**Passage for review:**
--------------------------------

Realize Live 2023 – Wednesday
Last night I had a discussion with a friend about data, collecting data, and deriving meaning from data. Does data have any value if you can’t measure how much it improves a specific parameter? I’m personally of the view that you can collect as much data as you want, and you’re going to find out exactly what you knew through experience and instinct, well, almost always. Except that the act of collecting data has a tendency to annoy a lot of people. (Do we have stats on how annoyed people get by having their data collected?) And now you made us remember endless user names passwords which are endlessly forgotten. Do we have stats on what percentage of the time some logins are forgotten? I would say if you’ve forgotten a login, it probably didn’t have any actual value in the first place. After all, logins aren’t made for my convenience, they are usually for some washed up SEO marketing person somewhere to collect useless piles of information. If you’re using piles of collected data to sell me something, let me tell you now, you’re wasting your time, money, serverspace, bandwidth, and more importantly, my time and patience.
There are even some of us who will go out of our way to make sure the data you collect is fake or made up. If the data collection is for you rather than for me, I can make up names and interests all day long. I even have a list of emails specially created to make sure I know where you got the email address from. In the end, you don’t have a right to my info, and I don’t have a requirement to play along nicely. Do you know how much of your data is bogus?
Training AI on garbage data is like Wall-E building a new world from blocks of pressed trash. There are better things to do with your time, in fact just about anything is better. The end product is truly trash.
Now that you have all of this bogus data, what are you going to do with it? What CAN you do with it? Modern data science has invented a lot of things you can do with data. The question is, are the results valid? I think people collect it to justify some overhead job that doesn’t accomplish anything, or maybe they collect it because that’s what Google does, and of course Google is wildly successful, so I must also collect data.

--------------------------------

**Dataset records:**
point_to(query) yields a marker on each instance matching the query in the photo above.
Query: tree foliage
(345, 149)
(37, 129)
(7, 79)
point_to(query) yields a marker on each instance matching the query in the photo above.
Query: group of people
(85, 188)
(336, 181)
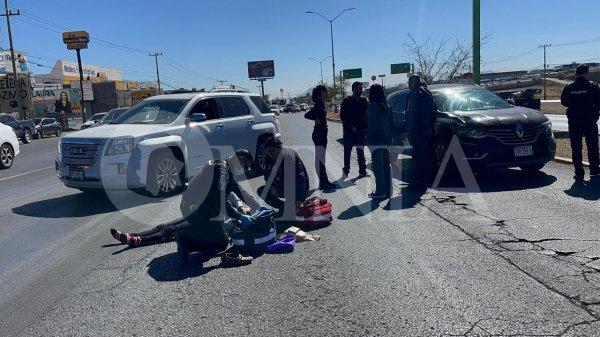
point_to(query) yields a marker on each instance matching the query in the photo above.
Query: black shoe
(327, 186)
(235, 260)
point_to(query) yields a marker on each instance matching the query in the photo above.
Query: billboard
(15, 95)
(6, 62)
(56, 100)
(261, 69)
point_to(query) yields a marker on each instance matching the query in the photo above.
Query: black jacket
(353, 113)
(582, 99)
(287, 161)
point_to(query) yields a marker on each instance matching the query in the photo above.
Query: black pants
(161, 233)
(576, 134)
(422, 155)
(351, 140)
(319, 137)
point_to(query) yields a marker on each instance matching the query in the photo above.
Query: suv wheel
(260, 159)
(7, 156)
(164, 174)
(532, 169)
(27, 137)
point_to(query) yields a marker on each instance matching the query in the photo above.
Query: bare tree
(440, 61)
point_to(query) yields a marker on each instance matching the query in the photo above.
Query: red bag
(314, 212)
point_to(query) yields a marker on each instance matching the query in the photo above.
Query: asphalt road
(509, 255)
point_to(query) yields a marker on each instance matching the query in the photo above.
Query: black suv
(492, 133)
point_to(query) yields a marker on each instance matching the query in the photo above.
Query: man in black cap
(353, 114)
(286, 180)
(582, 99)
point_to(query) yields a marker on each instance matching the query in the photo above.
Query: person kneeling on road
(286, 180)
(205, 209)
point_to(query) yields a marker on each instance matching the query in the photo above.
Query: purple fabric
(284, 245)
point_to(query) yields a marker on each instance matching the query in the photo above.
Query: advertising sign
(14, 94)
(56, 100)
(6, 62)
(76, 40)
(400, 68)
(352, 73)
(261, 69)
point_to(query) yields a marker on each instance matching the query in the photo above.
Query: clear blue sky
(214, 39)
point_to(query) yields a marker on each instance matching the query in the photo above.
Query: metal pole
(156, 55)
(476, 41)
(8, 13)
(545, 71)
(84, 119)
(332, 54)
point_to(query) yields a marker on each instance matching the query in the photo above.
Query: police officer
(582, 99)
(421, 112)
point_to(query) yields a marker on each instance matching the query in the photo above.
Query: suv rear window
(233, 107)
(261, 105)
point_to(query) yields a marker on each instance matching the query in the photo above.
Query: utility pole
(156, 55)
(331, 34)
(545, 75)
(8, 13)
(476, 41)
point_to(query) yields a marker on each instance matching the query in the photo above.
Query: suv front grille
(79, 154)
(516, 134)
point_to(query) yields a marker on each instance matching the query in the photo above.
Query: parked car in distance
(164, 140)
(23, 129)
(110, 116)
(93, 120)
(47, 127)
(9, 146)
(491, 132)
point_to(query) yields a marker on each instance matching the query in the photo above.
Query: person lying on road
(205, 209)
(286, 180)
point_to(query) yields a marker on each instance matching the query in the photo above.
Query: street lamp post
(331, 34)
(320, 65)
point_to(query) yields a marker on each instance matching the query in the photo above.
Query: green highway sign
(400, 68)
(352, 73)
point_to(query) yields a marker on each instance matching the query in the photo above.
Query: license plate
(76, 174)
(523, 151)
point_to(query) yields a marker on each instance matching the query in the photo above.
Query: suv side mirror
(196, 118)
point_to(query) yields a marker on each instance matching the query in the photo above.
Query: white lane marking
(22, 174)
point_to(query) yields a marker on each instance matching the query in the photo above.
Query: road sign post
(78, 40)
(400, 68)
(352, 73)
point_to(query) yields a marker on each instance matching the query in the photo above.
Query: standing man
(353, 115)
(421, 114)
(582, 99)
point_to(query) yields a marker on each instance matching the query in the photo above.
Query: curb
(568, 161)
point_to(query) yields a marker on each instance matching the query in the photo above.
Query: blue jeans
(380, 158)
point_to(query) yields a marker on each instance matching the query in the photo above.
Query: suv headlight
(120, 146)
(465, 131)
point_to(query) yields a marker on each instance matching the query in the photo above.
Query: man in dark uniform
(582, 99)
(421, 114)
(212, 196)
(286, 180)
(354, 121)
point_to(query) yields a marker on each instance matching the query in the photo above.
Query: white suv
(164, 140)
(9, 146)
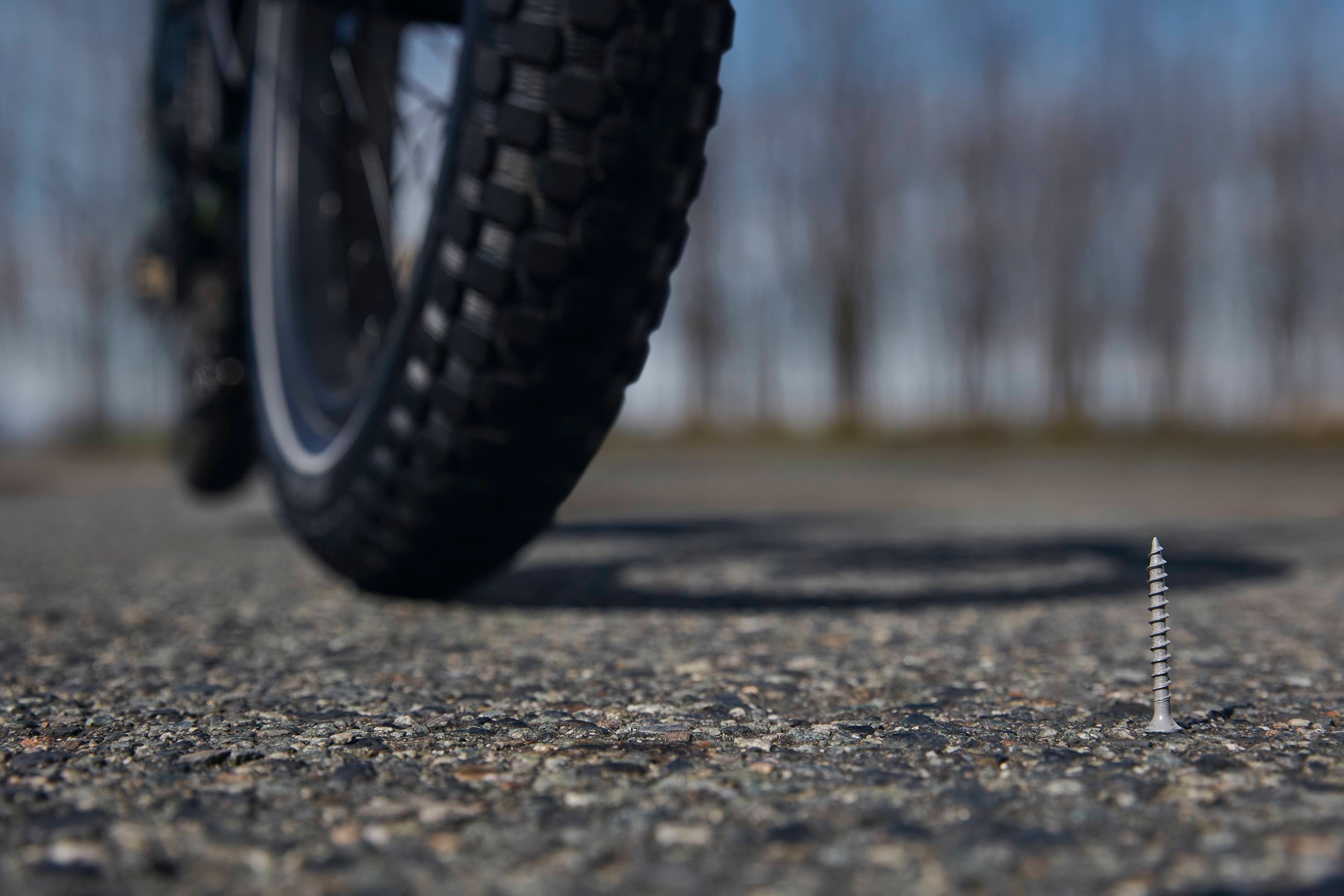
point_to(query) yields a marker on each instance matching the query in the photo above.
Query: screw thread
(1158, 630)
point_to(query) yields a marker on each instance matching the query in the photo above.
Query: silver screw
(1158, 630)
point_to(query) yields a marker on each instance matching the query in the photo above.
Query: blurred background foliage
(956, 215)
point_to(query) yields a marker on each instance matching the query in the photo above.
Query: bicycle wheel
(456, 257)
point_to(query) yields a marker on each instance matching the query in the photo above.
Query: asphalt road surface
(921, 672)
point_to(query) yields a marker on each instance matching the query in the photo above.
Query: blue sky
(68, 104)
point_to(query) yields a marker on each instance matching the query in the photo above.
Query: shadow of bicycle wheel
(812, 563)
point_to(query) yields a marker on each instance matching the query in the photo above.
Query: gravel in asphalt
(678, 699)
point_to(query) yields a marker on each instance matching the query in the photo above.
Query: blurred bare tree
(982, 159)
(703, 304)
(1068, 217)
(1289, 151)
(850, 181)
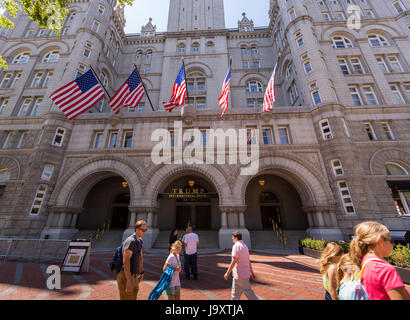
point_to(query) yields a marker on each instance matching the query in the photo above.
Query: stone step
(207, 239)
(266, 239)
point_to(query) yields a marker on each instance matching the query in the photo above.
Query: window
(47, 172)
(52, 56)
(101, 9)
(398, 5)
(38, 200)
(396, 93)
(370, 95)
(7, 140)
(344, 67)
(6, 79)
(22, 58)
(98, 140)
(267, 136)
(37, 80)
(346, 198)
(254, 86)
(346, 127)
(251, 134)
(87, 49)
(36, 107)
(113, 140)
(48, 79)
(95, 26)
(341, 42)
(357, 66)
(21, 140)
(377, 41)
(354, 92)
(387, 131)
(326, 130)
(382, 64)
(4, 175)
(315, 93)
(24, 107)
(284, 135)
(370, 132)
(3, 104)
(59, 137)
(337, 168)
(395, 64)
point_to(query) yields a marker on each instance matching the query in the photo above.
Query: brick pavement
(278, 277)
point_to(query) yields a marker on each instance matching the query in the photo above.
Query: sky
(142, 10)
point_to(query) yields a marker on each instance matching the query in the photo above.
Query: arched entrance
(188, 200)
(272, 198)
(106, 202)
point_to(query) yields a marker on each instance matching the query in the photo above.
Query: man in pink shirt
(241, 269)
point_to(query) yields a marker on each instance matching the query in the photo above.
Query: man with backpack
(131, 274)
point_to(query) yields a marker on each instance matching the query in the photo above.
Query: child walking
(173, 260)
(328, 268)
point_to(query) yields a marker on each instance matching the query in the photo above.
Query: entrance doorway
(119, 218)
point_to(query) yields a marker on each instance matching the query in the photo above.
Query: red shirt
(379, 277)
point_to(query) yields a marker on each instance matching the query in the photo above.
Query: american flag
(224, 98)
(79, 95)
(270, 96)
(129, 95)
(178, 92)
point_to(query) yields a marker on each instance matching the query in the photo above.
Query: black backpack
(117, 260)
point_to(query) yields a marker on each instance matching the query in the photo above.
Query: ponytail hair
(367, 235)
(332, 250)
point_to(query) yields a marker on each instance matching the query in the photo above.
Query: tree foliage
(47, 14)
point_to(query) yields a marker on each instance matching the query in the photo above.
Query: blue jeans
(191, 265)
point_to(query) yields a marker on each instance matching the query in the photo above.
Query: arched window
(4, 175)
(22, 58)
(394, 169)
(52, 56)
(181, 48)
(376, 40)
(197, 89)
(254, 86)
(340, 42)
(195, 47)
(104, 79)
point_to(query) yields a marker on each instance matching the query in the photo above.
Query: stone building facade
(334, 152)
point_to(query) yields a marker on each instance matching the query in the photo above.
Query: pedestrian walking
(379, 278)
(191, 242)
(241, 269)
(172, 238)
(173, 260)
(132, 272)
(328, 268)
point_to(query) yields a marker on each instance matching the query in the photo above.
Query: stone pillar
(224, 220)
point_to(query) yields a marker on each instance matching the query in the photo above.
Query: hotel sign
(189, 194)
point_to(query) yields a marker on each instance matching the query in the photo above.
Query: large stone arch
(312, 188)
(167, 173)
(75, 184)
(380, 157)
(13, 165)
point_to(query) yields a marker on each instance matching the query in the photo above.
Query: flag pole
(135, 66)
(95, 74)
(186, 82)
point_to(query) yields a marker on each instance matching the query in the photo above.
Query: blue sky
(142, 10)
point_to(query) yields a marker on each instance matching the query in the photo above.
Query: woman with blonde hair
(328, 265)
(173, 260)
(380, 279)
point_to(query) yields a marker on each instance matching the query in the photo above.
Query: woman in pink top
(380, 278)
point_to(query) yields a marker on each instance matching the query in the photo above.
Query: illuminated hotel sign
(189, 194)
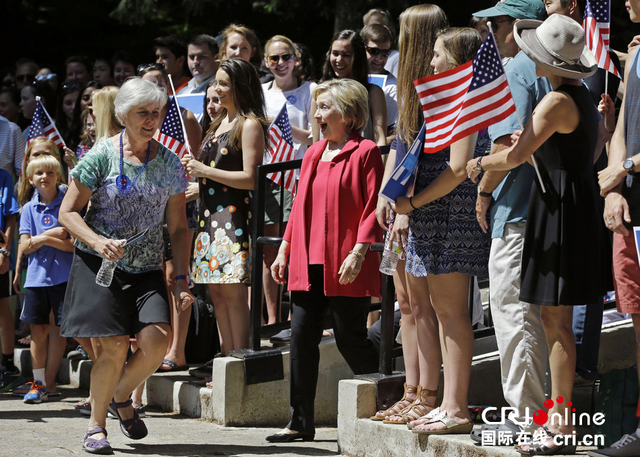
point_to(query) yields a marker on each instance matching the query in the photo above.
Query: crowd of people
(114, 228)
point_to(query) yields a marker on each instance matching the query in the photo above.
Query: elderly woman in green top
(131, 183)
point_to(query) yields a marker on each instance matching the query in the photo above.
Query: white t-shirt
(390, 90)
(298, 108)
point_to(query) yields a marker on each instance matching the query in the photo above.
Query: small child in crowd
(50, 251)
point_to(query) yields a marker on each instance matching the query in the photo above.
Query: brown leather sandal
(398, 406)
(418, 408)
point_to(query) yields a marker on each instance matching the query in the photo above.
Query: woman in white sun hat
(560, 261)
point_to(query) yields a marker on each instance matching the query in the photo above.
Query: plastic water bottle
(390, 259)
(105, 274)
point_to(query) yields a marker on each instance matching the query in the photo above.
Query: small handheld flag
(597, 15)
(171, 133)
(280, 146)
(43, 126)
(401, 181)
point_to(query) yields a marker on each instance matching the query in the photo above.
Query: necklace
(122, 181)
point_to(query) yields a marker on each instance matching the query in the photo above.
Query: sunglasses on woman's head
(66, 86)
(377, 51)
(147, 66)
(25, 78)
(275, 58)
(48, 77)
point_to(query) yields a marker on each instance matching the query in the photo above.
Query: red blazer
(353, 183)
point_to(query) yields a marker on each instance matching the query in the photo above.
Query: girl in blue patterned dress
(231, 150)
(446, 245)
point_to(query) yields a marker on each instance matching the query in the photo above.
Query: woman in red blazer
(326, 245)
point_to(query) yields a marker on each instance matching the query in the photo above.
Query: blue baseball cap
(517, 9)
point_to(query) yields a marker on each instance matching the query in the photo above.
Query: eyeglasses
(497, 23)
(377, 51)
(49, 77)
(146, 66)
(25, 78)
(275, 58)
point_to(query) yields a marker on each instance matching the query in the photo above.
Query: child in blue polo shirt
(50, 251)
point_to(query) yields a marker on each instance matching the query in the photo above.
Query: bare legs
(111, 377)
(232, 314)
(420, 344)
(557, 323)
(269, 285)
(47, 351)
(449, 296)
(7, 327)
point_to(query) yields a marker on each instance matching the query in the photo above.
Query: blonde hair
(351, 99)
(104, 111)
(280, 39)
(460, 44)
(418, 28)
(25, 191)
(46, 163)
(249, 35)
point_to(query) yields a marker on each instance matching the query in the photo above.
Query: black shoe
(288, 437)
(499, 434)
(205, 370)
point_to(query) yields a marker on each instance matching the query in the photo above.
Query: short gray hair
(351, 99)
(136, 91)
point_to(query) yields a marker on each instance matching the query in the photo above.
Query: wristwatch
(628, 166)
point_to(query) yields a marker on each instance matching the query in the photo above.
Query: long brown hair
(418, 28)
(25, 191)
(248, 98)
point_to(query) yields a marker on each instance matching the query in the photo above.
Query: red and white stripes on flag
(280, 147)
(466, 99)
(596, 33)
(43, 126)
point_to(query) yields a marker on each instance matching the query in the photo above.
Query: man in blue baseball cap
(522, 344)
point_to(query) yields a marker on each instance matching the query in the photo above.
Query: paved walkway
(55, 428)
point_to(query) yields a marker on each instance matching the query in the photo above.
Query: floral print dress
(222, 248)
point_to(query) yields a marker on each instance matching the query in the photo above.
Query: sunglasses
(66, 86)
(49, 77)
(377, 51)
(497, 23)
(26, 77)
(275, 58)
(146, 66)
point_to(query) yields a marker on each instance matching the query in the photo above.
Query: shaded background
(51, 30)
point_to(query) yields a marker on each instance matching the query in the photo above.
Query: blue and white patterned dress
(444, 235)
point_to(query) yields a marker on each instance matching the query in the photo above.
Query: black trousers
(349, 316)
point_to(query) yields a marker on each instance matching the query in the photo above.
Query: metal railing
(258, 241)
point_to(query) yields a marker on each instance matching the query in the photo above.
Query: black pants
(349, 316)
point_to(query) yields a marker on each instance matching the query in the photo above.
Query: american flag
(281, 148)
(466, 99)
(171, 133)
(401, 181)
(42, 126)
(596, 33)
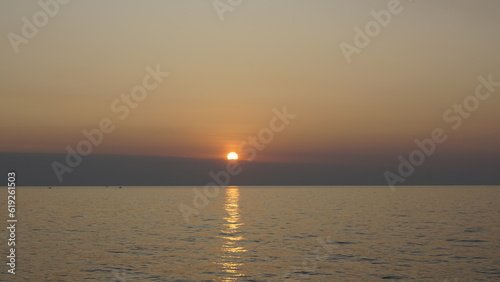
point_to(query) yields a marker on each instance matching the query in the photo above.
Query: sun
(232, 156)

--------------------------------

Extend the blog post about data collection, continuing on from its final sentence.

**Reply to the task:**
I talked to someone a lot of you know a few years ago when he started working on trying to suss out trends regarding serious illnesses from piles of medical patient data. This was a topic where it mattered whether they came to a good conclusion or not. Developments in cancer treatments have come from using computers to mine piles of patient and drug data for trends humans can’t see with their eyes. They’ve learned better diagnosis techniques, better treatments, better outcomes for patients from all of that. So clearly not all data collection is trash. I don’t mean to insinuate that. There are certainly valid uses of piles of data, but collection for the sake of collection is not valid, nor is the use of data for trying to sell me stuff. I’m can find stuff I want to buy on my own, you don’t have to hound me on every platform imaginable. In fact, I will often rebel against advertising, and buy something other than what is advertised.
Back to Siemens Realize Live 2023 for a moment. One of the speakers at the general session this morning did make the link between a big pile of collected data and better and user results. That theme of Users First crops up again. And although skeptical, I started to see that there are ways of handling the right kinds of data to drive good decision making that improves the situation of someone somewhere. So there is a valid process out there somewhere. Just like many people make good use of owning a computer, and others just find ways to waste time or hurt other people. Seeing ideas misused so often breeds cynicism.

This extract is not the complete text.